------ Provided information

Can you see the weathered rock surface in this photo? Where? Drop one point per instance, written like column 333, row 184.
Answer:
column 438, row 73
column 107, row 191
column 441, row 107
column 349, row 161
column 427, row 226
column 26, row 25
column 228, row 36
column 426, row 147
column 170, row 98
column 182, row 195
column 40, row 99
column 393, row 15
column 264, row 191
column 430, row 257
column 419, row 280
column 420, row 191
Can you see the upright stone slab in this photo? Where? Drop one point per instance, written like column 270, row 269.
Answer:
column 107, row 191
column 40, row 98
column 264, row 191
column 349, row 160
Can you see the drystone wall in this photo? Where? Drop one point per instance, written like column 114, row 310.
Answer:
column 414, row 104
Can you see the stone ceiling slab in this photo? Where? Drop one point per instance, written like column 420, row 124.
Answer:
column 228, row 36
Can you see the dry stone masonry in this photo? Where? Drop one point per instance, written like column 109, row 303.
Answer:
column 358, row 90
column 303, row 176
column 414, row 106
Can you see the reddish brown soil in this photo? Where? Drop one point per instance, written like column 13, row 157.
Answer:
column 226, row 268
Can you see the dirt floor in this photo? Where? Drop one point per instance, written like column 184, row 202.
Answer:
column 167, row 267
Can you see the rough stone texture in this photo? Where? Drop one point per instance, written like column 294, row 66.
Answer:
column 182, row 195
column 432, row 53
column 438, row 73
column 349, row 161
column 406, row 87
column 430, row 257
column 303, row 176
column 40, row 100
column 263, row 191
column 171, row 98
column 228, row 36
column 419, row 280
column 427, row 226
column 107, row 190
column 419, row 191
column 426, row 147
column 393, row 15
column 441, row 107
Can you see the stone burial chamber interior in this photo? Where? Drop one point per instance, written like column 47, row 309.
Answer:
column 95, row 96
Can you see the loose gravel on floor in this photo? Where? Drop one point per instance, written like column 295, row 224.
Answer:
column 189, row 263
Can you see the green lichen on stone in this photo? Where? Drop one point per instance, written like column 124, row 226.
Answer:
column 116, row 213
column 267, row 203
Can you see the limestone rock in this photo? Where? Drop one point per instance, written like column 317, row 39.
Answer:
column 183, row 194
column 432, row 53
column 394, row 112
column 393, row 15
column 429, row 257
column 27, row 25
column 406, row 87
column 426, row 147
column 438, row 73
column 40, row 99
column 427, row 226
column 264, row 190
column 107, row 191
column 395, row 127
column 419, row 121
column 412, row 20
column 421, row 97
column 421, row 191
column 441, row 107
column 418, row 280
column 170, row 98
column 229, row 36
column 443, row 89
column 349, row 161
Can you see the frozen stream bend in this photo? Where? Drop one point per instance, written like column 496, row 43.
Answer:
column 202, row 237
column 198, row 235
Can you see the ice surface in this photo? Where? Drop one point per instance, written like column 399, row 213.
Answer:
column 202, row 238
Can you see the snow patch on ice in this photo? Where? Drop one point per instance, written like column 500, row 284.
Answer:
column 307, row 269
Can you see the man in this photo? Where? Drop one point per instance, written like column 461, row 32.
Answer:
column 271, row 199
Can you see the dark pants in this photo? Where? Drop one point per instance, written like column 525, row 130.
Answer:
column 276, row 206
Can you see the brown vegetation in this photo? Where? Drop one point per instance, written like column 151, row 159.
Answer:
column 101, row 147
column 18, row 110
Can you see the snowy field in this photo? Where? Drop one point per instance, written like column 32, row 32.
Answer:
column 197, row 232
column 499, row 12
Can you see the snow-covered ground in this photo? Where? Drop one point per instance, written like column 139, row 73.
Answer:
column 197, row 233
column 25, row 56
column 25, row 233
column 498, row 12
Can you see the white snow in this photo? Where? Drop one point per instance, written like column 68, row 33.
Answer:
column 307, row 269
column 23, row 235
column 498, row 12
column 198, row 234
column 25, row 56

------------

* Instructions to follow:
Retype every line of the listing above exactly as given.

* Your response:
Can you see the weathered rock surface in this photo? Where? Drop one point per instance, written like column 333, row 184.
Answer:
column 438, row 73
column 107, row 191
column 441, row 107
column 349, row 161
column 427, row 226
column 26, row 25
column 228, row 36
column 426, row 147
column 170, row 98
column 182, row 195
column 40, row 99
column 393, row 15
column 264, row 191
column 430, row 257
column 419, row 280
column 420, row 191
Can you see the upright stone slab in this photo? Where? Drop one point per instance, written like column 270, row 269.
Answer:
column 107, row 191
column 40, row 98
column 264, row 191
column 349, row 160
Can you see the drystone wall in this photo? Where? Drop one point per instance, written like column 114, row 310.
Answer:
column 414, row 104
Can you see the stone ceiling slab in this photo? Where? Drop one point per instance, written like column 420, row 124.
Answer:
column 228, row 36
Can you see the dry stone masonry in this photo? Where? Drop one point per instance, written like column 109, row 303.
Answer:
column 358, row 90
column 303, row 176
column 414, row 106
Can you see the reddish brown soil in this photo? Where? Drop one point per instance, written like column 13, row 157.
Answer:
column 226, row 268
Can you see the dirt floor in this photo? Where? Drop one point per instance, written like column 184, row 202.
Answer:
column 167, row 267
Can you see the rough stone texture in this photo? Where? Drop one point per instance, written like column 294, row 66.
Answer:
column 182, row 195
column 432, row 53
column 438, row 73
column 349, row 161
column 406, row 87
column 430, row 257
column 303, row 176
column 40, row 100
column 263, row 191
column 171, row 98
column 228, row 36
column 419, row 280
column 427, row 226
column 107, row 190
column 419, row 191
column 426, row 147
column 393, row 15
column 441, row 107
Can you see the stone burial chamber interior in this photo? Where? Drop one point per instance, written like column 47, row 309.
Answer:
column 95, row 96
Can you see the loose gravel on floor in this photo? Where? Drop one point per instance, written like column 295, row 224.
Answer:
column 189, row 263
Can you see the green lichen on stone in this photo? Where? Drop one point per instance, written like column 124, row 226.
Answer:
column 116, row 213
column 267, row 203
Can you see the limestone rock in this photo? Where? Drop one point per instance, written like column 317, row 39.
Answer:
column 183, row 194
column 432, row 53
column 394, row 112
column 393, row 15
column 429, row 257
column 27, row 25
column 406, row 87
column 426, row 147
column 438, row 73
column 40, row 99
column 427, row 226
column 264, row 190
column 107, row 191
column 395, row 127
column 419, row 121
column 412, row 20
column 421, row 97
column 421, row 191
column 441, row 107
column 418, row 280
column 170, row 98
column 229, row 36
column 443, row 89
column 349, row 161
Can you see the frozen stream bend in this photo? Where? Drop one point per instance, written like column 496, row 43.
Answer:
column 202, row 237
column 198, row 235
Can you see the ice surface in this photo? Where? Drop one point per instance, written like column 399, row 213.
Answer:
column 202, row 238
Can you see the snow patch on ice in this photo? Where? Drop one point per instance, written like column 500, row 284.
Answer:
column 307, row 269
Can you see the man in this photo? Where? Drop one point per instance, written like column 461, row 32.
Answer:
column 271, row 199
Can you see the dark pants in this photo? Where? Drop one point per instance, written like column 525, row 130.
Answer:
column 276, row 206
Can you see the brown vegetation in this photo? Where? Drop one point per instance, written like column 151, row 159.
Answer:
column 101, row 147
column 18, row 110
Can you see the snowy field in this photo? Where? Drop one point per instance, written like column 32, row 32.
Answer:
column 197, row 232
column 499, row 12
Can you see the snow-covered ground in this photo? Where? Drop one point per instance, written like column 139, row 73.
Answer:
column 197, row 233
column 25, row 56
column 25, row 233
column 498, row 12
Can you see the white snow in this photo? Where? Drop one point per instance, written like column 68, row 33.
Answer:
column 307, row 269
column 23, row 235
column 498, row 12
column 198, row 234
column 25, row 56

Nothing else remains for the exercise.